** Brief 1 **
In the message about transferring binary files as text, what is the hex value of the instruction BASR R2,R5?
** Brief 2 **
Repeat the stretch of the file-transfer message from "When you transfer" through "with missing instructions.", word for word.

___ Excerpt to read ___

On Tuesday, 09/01/2009 at 12:54 EDT, Pete Borton 
<[email protected]> wrote:
> I have successfully retrieved IND$FILE files transferred to a PC as text 
by
> using LRECL 1024 on the IND$FILE RECEIVE options.

There are three problems inherent in transferring binary data as text:
1. Non-reversible translations.
2. Data loss due to CRLF add or delete
3. Loss of "structural integrity" (and, no, Scotty can't reinforce it by 
rerouting auxilliary power)

When you transfer a MODULE, for example, as text, the remote host will add 
CRLF sequences at the end of each line of the MODULE and translate all 
characters to ASCII.  Imagine that the code contains
      BASR R2,R5
Which is, in hex, 0x0D25 ... EBCDIC CRLF.   It will be changed to 0x0D0A 
(ASCII CRLF).  Now you have an extra "line".  When the file is uploaded, 
the transfer program assumes CRLF means "end of line" and will strip the 
CRLF from the data stream and create new line in the CMS file.  You are 
now missing an instruction and you have no way to correct it - the data 
was irretreivably lost the moment the file was downloaded to the PC.  The 
upload simply gives you a program with missing instructions.

___ Given records ___

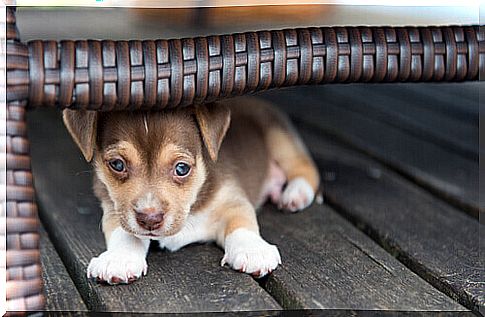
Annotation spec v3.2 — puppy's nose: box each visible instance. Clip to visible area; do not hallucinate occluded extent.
[135,208,163,230]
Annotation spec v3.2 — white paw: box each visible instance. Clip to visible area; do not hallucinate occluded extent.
[278,177,315,212]
[87,251,147,285]
[221,229,281,277]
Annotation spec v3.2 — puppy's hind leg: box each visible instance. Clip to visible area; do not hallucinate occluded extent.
[266,107,320,212]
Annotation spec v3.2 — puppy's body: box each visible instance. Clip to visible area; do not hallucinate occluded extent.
[64,98,319,284]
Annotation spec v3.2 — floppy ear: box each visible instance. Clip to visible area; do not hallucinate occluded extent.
[195,103,231,162]
[62,109,98,162]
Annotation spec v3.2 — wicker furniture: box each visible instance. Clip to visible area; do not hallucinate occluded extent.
[6,8,485,311]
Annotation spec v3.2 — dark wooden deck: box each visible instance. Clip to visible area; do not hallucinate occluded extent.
[29,83,485,315]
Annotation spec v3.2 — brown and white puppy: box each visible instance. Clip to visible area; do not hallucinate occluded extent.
[63,98,319,284]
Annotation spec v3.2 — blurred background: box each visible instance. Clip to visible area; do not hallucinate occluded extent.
[17,1,479,40]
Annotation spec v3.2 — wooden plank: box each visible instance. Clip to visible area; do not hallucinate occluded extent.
[315,84,478,161]
[260,205,465,311]
[261,86,479,217]
[29,109,281,313]
[40,227,87,312]
[292,124,485,314]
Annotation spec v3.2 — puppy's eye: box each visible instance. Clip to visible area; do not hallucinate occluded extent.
[108,159,126,173]
[175,162,190,177]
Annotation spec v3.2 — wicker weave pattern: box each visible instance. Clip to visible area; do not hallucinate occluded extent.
[9,27,485,110]
[2,8,44,311]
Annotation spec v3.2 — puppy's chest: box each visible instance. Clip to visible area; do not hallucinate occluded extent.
[156,211,214,251]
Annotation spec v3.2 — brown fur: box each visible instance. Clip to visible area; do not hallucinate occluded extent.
[64,98,319,246]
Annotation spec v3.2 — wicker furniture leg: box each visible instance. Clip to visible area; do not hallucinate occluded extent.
[2,8,44,311]
[1,4,485,310]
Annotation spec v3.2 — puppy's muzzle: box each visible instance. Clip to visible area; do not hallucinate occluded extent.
[135,208,163,231]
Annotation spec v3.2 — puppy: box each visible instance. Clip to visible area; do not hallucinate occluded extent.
[63,98,319,284]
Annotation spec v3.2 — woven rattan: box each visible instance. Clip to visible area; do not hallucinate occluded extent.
[3,8,44,311]
[6,4,485,311]
[8,27,485,110]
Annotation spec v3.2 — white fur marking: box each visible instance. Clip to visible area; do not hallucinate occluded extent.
[87,227,150,284]
[278,177,315,212]
[156,212,214,251]
[221,228,281,277]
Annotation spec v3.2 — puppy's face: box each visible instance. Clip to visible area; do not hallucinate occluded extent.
[64,106,229,236]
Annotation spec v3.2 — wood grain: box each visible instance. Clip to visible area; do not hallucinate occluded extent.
[40,227,87,312]
[260,205,464,311]
[292,123,485,314]
[30,109,280,313]
[261,84,479,217]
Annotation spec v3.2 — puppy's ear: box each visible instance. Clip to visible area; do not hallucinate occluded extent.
[62,109,98,162]
[195,103,231,162]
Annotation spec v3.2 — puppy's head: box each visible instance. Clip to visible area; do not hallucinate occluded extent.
[63,104,230,236]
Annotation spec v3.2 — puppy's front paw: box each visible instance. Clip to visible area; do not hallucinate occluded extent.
[221,229,281,278]
[87,251,147,285]
[278,177,315,212]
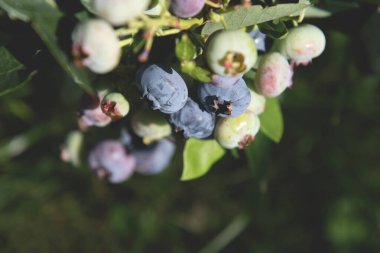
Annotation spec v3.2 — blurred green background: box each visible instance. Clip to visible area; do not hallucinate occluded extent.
[0,2,380,253]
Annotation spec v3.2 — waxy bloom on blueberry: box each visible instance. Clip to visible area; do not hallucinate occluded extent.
[61,131,83,166]
[206,30,257,76]
[101,93,129,120]
[133,139,175,175]
[198,78,251,117]
[169,98,215,139]
[71,19,121,74]
[247,89,265,115]
[88,140,136,183]
[255,52,293,97]
[278,24,326,65]
[91,0,150,26]
[214,112,260,149]
[131,110,172,144]
[170,0,206,18]
[137,64,188,113]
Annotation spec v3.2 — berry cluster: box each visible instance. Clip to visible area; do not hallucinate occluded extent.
[60,0,325,183]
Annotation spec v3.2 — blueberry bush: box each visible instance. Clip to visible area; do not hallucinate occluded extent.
[0,0,380,253]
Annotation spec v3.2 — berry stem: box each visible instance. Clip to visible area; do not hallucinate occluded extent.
[119,38,133,47]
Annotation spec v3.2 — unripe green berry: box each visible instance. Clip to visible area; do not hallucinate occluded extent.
[247,89,265,115]
[101,93,129,120]
[278,24,326,65]
[92,0,150,26]
[206,30,257,76]
[72,19,121,74]
[214,112,260,149]
[255,52,293,97]
[131,110,172,145]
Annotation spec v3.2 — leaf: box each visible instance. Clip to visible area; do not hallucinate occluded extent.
[181,139,226,181]
[181,61,211,83]
[259,21,288,39]
[202,2,310,35]
[0,0,93,93]
[175,34,196,61]
[259,98,284,143]
[0,47,36,96]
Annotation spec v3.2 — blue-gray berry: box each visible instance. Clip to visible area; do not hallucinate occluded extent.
[169,98,215,139]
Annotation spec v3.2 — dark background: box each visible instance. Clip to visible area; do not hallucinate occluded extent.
[0,3,380,253]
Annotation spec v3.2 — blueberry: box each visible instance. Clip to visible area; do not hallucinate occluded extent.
[169,98,215,139]
[88,140,136,183]
[91,0,150,26]
[170,0,206,18]
[206,30,257,76]
[137,64,188,114]
[249,29,266,52]
[214,112,260,149]
[198,78,251,117]
[247,89,265,115]
[71,19,121,74]
[133,139,175,175]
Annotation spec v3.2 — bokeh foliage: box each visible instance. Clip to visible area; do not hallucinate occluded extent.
[0,1,380,253]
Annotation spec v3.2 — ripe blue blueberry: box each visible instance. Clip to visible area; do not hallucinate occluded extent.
[170,0,206,18]
[249,29,266,52]
[214,112,260,149]
[78,91,112,130]
[88,140,136,183]
[91,0,150,26]
[169,98,215,139]
[198,78,251,117]
[137,64,188,114]
[133,139,175,175]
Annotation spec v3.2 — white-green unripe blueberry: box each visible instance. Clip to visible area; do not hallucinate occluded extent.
[131,110,172,145]
[214,112,260,149]
[255,52,293,97]
[278,24,326,65]
[206,30,257,76]
[101,92,129,120]
[71,19,121,74]
[247,89,265,115]
[92,0,150,26]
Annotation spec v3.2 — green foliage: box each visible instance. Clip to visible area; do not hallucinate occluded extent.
[202,1,310,35]
[181,139,225,180]
[259,98,284,143]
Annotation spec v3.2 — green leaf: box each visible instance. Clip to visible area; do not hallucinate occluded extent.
[0,0,93,93]
[0,47,36,96]
[181,61,211,83]
[259,98,284,143]
[202,1,310,35]
[181,139,226,181]
[259,21,288,39]
[175,34,196,61]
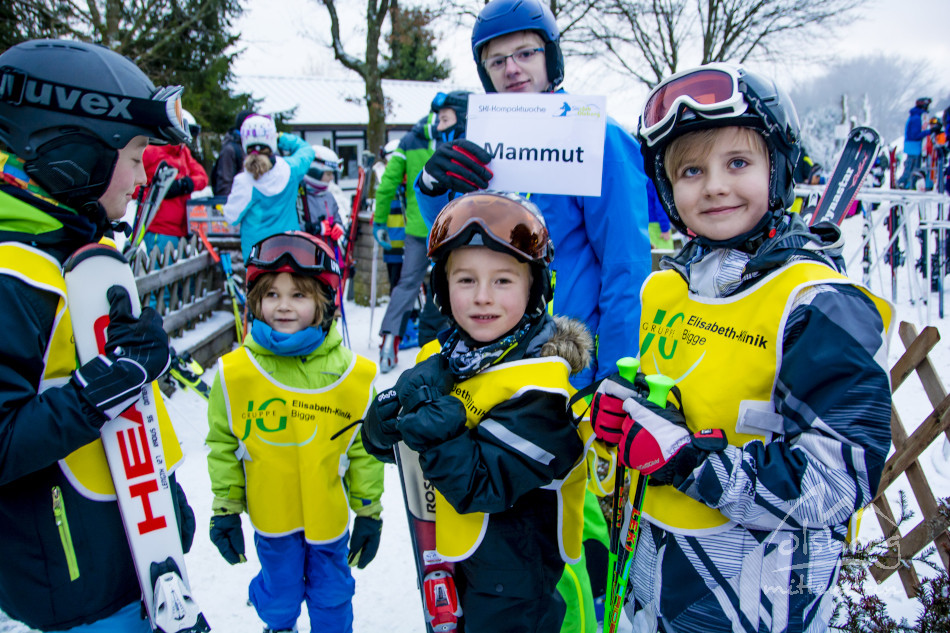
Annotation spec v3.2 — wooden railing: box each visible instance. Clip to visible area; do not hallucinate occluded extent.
[871,322,950,597]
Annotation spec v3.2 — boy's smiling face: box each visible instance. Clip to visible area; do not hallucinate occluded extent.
[667,127,769,241]
[445,246,531,343]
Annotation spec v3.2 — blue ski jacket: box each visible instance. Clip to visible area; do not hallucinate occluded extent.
[222,134,314,261]
[414,112,651,386]
[904,107,930,156]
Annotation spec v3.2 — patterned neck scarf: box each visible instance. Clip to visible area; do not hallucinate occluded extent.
[442,315,533,382]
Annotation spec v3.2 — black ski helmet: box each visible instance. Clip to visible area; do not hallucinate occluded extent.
[429,191,554,318]
[0,40,190,220]
[637,63,802,234]
[431,90,472,137]
[472,0,564,92]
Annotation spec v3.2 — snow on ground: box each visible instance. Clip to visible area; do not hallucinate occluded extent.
[0,200,950,633]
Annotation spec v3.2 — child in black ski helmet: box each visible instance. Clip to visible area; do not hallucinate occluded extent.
[363,191,591,633]
[592,64,892,632]
[0,40,194,633]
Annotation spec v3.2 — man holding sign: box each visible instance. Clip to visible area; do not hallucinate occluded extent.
[415,0,650,632]
[416,0,650,387]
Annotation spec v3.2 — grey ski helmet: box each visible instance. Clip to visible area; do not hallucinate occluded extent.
[472,0,564,92]
[637,63,802,234]
[0,40,190,215]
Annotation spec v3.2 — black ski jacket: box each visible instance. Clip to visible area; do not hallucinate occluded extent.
[0,185,190,631]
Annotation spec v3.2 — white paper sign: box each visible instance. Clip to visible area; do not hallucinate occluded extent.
[465,93,607,196]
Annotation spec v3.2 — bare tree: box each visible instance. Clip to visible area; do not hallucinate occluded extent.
[594,0,867,87]
[322,0,390,154]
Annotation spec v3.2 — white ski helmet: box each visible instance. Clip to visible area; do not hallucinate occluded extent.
[241,114,277,155]
[307,145,343,180]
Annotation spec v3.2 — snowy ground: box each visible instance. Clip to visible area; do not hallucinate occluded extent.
[0,204,950,633]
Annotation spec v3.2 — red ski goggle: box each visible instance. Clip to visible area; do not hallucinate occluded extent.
[247,231,340,290]
[640,66,748,147]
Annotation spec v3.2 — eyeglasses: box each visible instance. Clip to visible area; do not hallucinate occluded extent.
[640,67,748,147]
[482,48,544,73]
[247,233,340,290]
[429,193,554,262]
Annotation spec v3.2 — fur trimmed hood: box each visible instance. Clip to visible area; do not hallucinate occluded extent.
[541,316,594,374]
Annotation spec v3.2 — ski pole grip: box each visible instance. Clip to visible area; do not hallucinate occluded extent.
[617,356,640,382]
[646,374,674,409]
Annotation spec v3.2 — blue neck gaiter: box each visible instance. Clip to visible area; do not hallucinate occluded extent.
[251,319,326,356]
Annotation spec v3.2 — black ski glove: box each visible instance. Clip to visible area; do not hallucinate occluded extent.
[360,389,402,463]
[165,176,195,198]
[73,286,171,420]
[419,139,494,196]
[346,517,383,569]
[175,480,195,554]
[396,396,465,453]
[211,514,247,565]
[395,354,455,415]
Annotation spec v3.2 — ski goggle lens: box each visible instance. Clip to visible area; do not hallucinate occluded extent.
[640,68,747,146]
[248,234,340,287]
[429,193,551,261]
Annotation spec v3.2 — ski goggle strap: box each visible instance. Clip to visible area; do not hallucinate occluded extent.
[247,233,340,290]
[640,67,748,147]
[0,66,191,144]
[429,193,553,262]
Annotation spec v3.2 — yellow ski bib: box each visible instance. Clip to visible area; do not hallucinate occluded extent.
[640,262,893,534]
[219,347,376,543]
[417,342,593,563]
[0,242,183,501]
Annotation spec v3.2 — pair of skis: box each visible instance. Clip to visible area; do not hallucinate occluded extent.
[64,244,210,633]
[125,161,178,260]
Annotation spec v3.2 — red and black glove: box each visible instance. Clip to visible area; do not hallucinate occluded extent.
[617,394,728,488]
[419,139,494,196]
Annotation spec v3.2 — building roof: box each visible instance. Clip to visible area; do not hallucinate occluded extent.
[234,75,481,126]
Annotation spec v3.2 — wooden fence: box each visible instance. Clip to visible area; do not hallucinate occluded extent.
[132,235,235,367]
[871,322,950,597]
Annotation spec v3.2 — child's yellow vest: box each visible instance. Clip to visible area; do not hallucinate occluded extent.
[219,347,376,543]
[640,262,893,535]
[0,242,182,501]
[417,342,592,563]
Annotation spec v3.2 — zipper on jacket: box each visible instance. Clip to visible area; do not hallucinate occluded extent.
[53,486,79,581]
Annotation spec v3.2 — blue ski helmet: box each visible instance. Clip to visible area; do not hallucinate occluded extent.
[472,0,564,92]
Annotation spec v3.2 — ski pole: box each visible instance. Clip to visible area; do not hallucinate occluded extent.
[198,226,244,345]
[608,374,675,633]
[606,356,640,624]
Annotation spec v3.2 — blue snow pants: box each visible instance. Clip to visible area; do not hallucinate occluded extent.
[248,532,356,633]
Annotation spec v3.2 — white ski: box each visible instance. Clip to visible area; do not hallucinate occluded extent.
[64,244,210,633]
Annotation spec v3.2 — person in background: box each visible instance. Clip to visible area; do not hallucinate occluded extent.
[206,231,383,633]
[0,40,194,633]
[373,91,469,373]
[303,145,343,249]
[142,110,208,252]
[222,114,314,261]
[373,139,406,293]
[897,97,932,189]
[211,110,254,196]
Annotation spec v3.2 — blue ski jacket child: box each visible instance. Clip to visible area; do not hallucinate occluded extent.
[222,134,314,261]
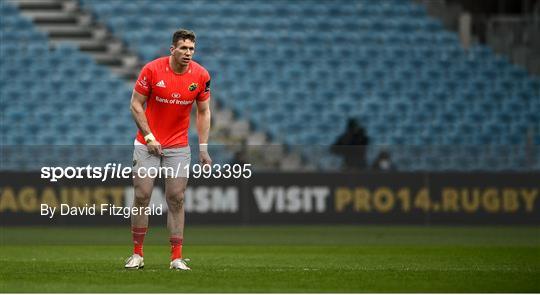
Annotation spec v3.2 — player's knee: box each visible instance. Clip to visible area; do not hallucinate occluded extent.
[133,190,152,207]
[165,190,184,210]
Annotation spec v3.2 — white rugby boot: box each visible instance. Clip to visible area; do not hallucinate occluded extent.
[125,254,144,269]
[169,258,191,270]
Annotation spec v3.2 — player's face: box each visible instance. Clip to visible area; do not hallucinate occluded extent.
[171,39,195,65]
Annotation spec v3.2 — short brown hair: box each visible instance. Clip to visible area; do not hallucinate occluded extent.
[172,29,195,46]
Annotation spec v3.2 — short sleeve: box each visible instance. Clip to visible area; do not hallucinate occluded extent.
[197,70,211,101]
[134,65,153,96]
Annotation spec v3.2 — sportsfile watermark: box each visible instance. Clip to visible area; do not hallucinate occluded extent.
[41,163,252,182]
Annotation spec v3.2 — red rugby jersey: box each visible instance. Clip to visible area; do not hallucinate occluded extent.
[135,56,210,148]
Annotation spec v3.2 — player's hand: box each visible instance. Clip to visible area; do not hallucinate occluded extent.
[199,151,212,166]
[146,140,163,157]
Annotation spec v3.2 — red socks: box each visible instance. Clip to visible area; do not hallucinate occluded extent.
[169,237,182,261]
[131,227,182,261]
[131,227,148,257]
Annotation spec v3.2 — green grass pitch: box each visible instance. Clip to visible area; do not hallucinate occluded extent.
[0,225,540,293]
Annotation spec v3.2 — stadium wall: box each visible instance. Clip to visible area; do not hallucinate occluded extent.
[0,172,540,226]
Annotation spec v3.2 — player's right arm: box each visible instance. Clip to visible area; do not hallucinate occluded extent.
[131,90,163,156]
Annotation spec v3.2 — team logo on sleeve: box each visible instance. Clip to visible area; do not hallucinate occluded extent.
[137,76,148,88]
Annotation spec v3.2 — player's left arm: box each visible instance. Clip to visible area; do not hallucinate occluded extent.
[197,99,212,165]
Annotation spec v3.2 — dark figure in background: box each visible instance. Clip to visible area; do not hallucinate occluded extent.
[332,119,369,171]
[231,139,249,165]
[371,151,396,171]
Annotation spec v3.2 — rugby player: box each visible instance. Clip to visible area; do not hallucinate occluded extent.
[125,29,212,270]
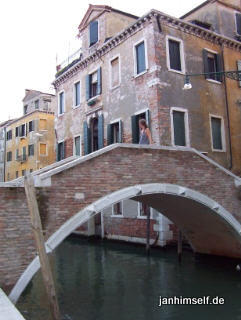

___

** Written answer 1 **
0x0D25

** Written answer 2 **
When you transfer a MODULE, for example, as text, the remote host will add 
CRLF sequences at the end of each line of the MODULE and translate all 
characters to ASCII.  Imagine that the code contains
      BASR R2,R5
Which is, in hex, 0x0D25 ... EBCDIC CRLF.   It will be changed to 0x0D0A 
(ASCII CRLF).  Now you have an extra "line".  When the file is uploaded, 
the transfer program assumes CRLF means "end of line" and will strip the 
CRLF from the data stream and create new line in the CMS file.  You are 
now missing an instruction and you have no way to correct it - the data 
was irretreivably lost the moment the file was downloaded to the PC.  The 
upload simply gives you a program with missing instructions.